• DATA PROVIDED
---
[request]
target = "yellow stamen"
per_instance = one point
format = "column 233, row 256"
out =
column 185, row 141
---
• TASK STATEMENT
What is needed is an exact copy of the lines from the one containing "per_instance = one point" to the end of the data; please add nothing else.

• TASK RESPONSE
per_instance = one point
format = "column 233, row 256"
out =
column 185, row 141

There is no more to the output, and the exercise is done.